* PASSAGE TO READ *

Wednesday, February 04, 2015

The Current Cinema 15.2

A Most Violent Year

J.C. Chandor's third film is a seething, sepia-tinged crime drama that reverberates with the best intentions of 70's cinema. Oscar Isaac shines in a demanding role, one that inverts the more physical performance into an interior one. As the upstart oil company head being attacked, literally and figuratively, from all sides of the shady urban spectrum during New York City's violent-ridden year of 1981, Isaac broods and thinks his way through a film that wants to explode in cathartic violence but never quite finds the outlet. He is a man, despite the best efforts of his mobster-daughter wife Jessica Chastain, clinging to some age old resistance to modern retaliation, using words and severe sense of purpose to navigate the escalating tension. And this isn't a bad thing. In fact, its this refusal to venture into standard bam-bam cinema that sets "A Most Violent Year". An ironic title yes, but one that succinctly understands the most urgent apocalypse isn't fought in the streets, but in the domestic chambers and barber shops whose settings the characters wheel, deal, argue and settle their high stakes. There just aren't enough crime films crafted this left anymore, which is a monumental shame.

Black Sea

First off, where's Jude Law been? Secondly, if this film doesn't make one want to go and re-watch "Das Boot", then you have no feeling. It does succeed as a good film on its own, though. Reviewed at Dallas Film Now.

* REQUIRED TASKS *
1) Name every actor mentioned in the film-review post.
2) Pick up the film-review post after its last sentence and write the next part.

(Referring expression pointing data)
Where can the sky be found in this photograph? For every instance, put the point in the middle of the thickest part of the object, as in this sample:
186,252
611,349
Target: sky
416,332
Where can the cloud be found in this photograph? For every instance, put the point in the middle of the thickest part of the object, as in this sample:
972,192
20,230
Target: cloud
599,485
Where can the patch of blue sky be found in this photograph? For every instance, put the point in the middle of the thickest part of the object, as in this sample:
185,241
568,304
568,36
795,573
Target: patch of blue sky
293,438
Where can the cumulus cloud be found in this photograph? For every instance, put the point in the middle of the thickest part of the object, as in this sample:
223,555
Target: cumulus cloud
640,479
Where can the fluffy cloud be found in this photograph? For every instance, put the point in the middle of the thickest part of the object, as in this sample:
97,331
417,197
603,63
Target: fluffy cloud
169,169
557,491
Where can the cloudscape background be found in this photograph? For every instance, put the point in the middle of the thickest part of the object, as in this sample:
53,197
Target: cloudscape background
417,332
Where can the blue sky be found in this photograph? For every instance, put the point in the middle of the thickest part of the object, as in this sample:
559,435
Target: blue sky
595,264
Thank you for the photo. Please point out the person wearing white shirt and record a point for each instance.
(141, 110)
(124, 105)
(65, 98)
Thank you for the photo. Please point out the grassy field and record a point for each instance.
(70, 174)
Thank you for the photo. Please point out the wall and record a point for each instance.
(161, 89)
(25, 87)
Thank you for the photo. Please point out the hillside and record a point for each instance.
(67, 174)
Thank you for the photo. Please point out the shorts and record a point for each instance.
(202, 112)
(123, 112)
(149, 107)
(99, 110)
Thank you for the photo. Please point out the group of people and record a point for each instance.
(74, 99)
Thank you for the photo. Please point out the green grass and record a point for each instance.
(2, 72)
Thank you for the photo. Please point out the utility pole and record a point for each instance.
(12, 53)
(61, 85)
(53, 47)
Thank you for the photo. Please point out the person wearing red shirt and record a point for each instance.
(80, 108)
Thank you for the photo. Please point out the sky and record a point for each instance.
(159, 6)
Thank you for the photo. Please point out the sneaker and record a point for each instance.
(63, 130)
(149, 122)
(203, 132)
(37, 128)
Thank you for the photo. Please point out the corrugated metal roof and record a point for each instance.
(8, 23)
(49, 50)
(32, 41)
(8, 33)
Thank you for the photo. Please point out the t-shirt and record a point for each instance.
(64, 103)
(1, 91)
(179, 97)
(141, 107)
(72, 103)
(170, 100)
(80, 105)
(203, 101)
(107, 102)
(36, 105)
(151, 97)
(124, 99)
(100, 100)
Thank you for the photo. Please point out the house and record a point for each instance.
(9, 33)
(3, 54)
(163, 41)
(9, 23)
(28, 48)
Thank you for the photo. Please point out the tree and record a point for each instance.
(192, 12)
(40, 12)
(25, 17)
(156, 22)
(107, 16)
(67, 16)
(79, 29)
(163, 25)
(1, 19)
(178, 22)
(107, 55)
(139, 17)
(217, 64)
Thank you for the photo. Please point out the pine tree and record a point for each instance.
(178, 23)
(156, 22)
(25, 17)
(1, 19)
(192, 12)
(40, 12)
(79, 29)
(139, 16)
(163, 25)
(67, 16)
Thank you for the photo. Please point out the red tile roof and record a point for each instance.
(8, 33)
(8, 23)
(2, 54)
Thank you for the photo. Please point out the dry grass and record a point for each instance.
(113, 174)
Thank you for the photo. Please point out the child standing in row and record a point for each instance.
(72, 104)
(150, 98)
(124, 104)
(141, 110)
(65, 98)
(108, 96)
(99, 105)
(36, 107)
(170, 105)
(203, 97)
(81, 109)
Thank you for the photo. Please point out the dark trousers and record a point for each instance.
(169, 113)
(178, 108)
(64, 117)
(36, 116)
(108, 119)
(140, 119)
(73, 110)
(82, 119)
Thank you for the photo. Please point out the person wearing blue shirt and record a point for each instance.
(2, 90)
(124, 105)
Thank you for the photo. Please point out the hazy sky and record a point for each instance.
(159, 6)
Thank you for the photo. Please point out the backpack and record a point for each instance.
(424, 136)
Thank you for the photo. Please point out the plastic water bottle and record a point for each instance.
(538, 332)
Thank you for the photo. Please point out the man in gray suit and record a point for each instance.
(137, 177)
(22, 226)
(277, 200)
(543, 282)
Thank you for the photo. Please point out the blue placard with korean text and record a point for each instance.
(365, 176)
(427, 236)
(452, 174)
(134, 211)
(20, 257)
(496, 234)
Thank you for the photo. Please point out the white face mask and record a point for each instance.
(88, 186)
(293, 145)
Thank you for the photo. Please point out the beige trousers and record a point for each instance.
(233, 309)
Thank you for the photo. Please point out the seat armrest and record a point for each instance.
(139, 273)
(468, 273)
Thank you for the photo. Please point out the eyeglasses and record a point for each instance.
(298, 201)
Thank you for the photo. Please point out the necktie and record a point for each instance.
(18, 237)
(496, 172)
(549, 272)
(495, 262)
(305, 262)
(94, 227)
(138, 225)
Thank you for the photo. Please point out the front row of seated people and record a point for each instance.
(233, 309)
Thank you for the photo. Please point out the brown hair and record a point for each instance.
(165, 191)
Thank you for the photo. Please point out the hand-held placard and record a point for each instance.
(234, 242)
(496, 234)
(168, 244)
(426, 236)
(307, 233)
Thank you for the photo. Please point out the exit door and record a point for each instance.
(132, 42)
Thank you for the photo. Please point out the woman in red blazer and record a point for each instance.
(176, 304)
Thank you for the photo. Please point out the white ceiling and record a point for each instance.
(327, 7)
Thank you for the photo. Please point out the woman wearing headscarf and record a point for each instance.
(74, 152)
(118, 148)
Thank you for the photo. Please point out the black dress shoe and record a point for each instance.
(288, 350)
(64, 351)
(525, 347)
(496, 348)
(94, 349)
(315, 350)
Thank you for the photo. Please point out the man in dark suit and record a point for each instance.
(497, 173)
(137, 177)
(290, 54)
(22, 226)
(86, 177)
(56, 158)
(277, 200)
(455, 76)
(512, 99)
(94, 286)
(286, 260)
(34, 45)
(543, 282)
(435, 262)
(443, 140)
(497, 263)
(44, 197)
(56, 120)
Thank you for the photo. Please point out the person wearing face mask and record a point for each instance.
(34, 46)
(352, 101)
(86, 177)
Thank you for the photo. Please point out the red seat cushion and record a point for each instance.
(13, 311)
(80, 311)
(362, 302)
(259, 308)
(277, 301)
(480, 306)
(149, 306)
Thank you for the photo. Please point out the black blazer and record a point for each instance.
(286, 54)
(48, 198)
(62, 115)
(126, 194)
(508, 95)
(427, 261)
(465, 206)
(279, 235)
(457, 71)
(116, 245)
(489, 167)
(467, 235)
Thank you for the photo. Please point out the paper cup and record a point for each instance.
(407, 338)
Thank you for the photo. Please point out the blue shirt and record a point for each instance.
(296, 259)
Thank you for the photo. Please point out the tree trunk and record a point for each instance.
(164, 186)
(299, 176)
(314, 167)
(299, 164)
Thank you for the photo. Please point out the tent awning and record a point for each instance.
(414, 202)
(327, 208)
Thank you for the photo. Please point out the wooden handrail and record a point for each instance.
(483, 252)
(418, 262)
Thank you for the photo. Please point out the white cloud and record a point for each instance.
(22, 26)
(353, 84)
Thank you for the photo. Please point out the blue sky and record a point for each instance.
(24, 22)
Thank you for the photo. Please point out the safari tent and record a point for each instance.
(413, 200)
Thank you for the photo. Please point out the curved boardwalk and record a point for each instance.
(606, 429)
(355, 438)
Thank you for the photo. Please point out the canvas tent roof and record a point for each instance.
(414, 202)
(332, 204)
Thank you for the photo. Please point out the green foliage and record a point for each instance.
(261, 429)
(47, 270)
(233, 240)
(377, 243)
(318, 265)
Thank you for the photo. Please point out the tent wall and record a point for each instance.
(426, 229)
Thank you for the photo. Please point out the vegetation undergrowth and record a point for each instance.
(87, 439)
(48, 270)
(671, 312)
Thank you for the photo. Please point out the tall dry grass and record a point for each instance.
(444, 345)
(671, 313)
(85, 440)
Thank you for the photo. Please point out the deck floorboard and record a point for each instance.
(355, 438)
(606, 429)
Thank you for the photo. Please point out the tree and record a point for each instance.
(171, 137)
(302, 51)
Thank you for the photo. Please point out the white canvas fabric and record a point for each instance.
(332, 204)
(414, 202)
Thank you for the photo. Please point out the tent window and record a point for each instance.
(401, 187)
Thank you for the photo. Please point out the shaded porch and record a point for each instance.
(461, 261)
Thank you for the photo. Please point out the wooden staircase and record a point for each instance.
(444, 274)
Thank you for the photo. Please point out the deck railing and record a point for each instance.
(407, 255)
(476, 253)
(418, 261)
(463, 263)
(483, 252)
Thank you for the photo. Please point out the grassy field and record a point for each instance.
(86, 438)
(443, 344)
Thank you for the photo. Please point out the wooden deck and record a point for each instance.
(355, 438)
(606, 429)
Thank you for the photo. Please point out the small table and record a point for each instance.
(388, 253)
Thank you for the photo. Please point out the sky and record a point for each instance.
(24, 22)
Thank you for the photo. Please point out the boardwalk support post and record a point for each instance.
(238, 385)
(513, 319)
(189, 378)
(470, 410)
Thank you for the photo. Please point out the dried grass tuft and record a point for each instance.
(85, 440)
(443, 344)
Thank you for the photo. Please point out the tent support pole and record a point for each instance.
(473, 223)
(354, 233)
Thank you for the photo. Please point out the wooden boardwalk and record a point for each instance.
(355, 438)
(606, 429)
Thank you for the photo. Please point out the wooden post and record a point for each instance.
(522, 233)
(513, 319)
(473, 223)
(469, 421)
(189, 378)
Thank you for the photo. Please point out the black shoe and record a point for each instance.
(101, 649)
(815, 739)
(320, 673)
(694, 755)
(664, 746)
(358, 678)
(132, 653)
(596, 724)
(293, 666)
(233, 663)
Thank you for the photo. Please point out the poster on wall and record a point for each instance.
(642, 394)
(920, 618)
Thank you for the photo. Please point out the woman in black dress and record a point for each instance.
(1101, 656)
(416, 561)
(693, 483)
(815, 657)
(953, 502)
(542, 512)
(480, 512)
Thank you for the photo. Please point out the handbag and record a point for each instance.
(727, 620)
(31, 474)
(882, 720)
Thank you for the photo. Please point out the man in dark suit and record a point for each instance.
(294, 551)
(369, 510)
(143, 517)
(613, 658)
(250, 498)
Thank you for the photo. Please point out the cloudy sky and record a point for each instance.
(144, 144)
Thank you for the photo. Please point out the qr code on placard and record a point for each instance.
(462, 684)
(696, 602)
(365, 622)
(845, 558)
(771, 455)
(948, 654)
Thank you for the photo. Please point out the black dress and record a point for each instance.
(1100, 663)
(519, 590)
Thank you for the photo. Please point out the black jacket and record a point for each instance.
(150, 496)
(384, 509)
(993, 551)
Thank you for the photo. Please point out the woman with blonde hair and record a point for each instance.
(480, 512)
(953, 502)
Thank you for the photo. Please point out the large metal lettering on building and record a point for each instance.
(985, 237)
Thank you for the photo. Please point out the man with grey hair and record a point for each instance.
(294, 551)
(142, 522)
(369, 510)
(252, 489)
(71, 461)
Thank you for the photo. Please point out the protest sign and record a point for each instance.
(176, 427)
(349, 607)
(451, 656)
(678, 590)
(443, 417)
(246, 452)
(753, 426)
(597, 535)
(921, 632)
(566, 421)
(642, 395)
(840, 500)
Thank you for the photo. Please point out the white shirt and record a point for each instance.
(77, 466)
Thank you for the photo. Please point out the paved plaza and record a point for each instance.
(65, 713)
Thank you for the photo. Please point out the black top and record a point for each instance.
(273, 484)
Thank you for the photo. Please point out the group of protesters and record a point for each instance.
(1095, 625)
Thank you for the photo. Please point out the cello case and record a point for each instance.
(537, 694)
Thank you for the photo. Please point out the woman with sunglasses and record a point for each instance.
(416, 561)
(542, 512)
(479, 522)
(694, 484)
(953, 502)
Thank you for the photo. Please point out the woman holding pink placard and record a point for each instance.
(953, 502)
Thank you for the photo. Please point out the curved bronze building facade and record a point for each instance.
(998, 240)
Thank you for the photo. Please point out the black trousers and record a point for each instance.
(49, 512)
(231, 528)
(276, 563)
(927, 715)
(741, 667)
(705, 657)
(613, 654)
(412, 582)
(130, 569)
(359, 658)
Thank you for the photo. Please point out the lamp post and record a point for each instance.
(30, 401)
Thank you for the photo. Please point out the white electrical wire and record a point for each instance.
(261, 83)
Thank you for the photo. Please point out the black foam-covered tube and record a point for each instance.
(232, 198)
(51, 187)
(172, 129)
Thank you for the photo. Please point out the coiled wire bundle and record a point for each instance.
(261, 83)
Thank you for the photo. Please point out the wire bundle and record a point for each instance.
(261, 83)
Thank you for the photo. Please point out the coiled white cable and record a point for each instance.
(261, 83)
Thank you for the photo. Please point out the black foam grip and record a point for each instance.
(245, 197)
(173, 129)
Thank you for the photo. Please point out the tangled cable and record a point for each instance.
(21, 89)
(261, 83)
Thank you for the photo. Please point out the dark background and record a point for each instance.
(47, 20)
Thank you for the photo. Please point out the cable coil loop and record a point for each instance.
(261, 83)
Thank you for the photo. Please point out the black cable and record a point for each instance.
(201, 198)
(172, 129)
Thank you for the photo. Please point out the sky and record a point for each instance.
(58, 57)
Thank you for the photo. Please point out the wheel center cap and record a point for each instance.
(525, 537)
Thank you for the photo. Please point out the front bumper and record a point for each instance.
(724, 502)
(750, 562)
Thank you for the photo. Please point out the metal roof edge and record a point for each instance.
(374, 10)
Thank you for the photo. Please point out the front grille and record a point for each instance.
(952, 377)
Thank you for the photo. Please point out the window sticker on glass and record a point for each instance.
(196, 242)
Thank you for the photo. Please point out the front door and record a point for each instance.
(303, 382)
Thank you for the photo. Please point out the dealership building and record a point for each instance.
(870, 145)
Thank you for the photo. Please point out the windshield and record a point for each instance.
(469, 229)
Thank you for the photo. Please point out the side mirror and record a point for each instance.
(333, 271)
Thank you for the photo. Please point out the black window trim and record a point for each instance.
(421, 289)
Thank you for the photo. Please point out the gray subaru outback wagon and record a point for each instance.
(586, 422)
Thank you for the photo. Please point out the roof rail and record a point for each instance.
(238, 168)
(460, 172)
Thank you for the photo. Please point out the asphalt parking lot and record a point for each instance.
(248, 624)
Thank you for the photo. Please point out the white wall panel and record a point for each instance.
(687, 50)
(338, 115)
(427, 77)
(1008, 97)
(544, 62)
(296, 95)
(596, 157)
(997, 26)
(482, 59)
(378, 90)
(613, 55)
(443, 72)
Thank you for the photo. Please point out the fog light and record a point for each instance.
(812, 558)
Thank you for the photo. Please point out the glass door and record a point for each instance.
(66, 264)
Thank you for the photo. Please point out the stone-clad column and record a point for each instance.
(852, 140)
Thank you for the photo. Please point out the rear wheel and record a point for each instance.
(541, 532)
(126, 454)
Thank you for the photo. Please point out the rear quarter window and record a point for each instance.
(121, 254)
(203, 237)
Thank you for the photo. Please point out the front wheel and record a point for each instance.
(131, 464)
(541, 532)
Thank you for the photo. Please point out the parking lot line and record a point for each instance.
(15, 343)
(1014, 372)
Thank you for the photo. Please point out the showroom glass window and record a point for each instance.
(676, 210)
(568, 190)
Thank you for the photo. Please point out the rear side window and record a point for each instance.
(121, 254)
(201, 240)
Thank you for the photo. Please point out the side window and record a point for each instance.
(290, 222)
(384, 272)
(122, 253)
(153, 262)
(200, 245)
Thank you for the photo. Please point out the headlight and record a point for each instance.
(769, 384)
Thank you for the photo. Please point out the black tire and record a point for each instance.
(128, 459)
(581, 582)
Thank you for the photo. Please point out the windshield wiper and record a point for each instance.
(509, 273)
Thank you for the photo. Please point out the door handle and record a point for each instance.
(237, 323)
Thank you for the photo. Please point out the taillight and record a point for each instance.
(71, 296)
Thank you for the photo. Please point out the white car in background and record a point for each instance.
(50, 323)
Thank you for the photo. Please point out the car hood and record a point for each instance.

* RESPONSES BY ITEM NUMBER *
1) Oscar Isaac, Jessica Chastain, Jude Law

2)
Still Alice

The huge draw of Richard Glatzer and Wash Westmoreland's "Still Alice" is its undeniable momentum for lead actress Julianne Moore since careening out of the Toronto Film Festival late last year. Moore's Oscar is, assuredly, in the bag, which is really the main reason to see the film. Tracking the slow decline of linguistics professor Alice Howland, diagnosed with early on-set Alzheimer's just past her 50th birthday, "Still Alice" is unflinching in the methodical breakdown of her memory and the way she communicates within the clutches of this horrible affliction. Moore is brilliant in her role. In fact, her performance overshadows anything else in the film, including the respectable supporting cast (Alec Baldwin, Kate Bosworth and the twitchy Kristen Stewart) and the filmmakers timid, gauzy soap-opera visual scheme that threatens to turn Lifetime movie any second. But, "Still Alice" isn't suppose to be an adventurous or rule-breaking experiment, but a humble adaptation of the book its based upon and a simple, heartbreaking journey of losing oneself and its irrevocable damages on everyone involved.


Two Days, One Night

I know the Dardennes have been well rewarded over the years for their minimal excursions into the moral ambiguity of various people, but this may be their best film ever. And its one of the best of the year too.
Reviewed here at Dallas Film Now.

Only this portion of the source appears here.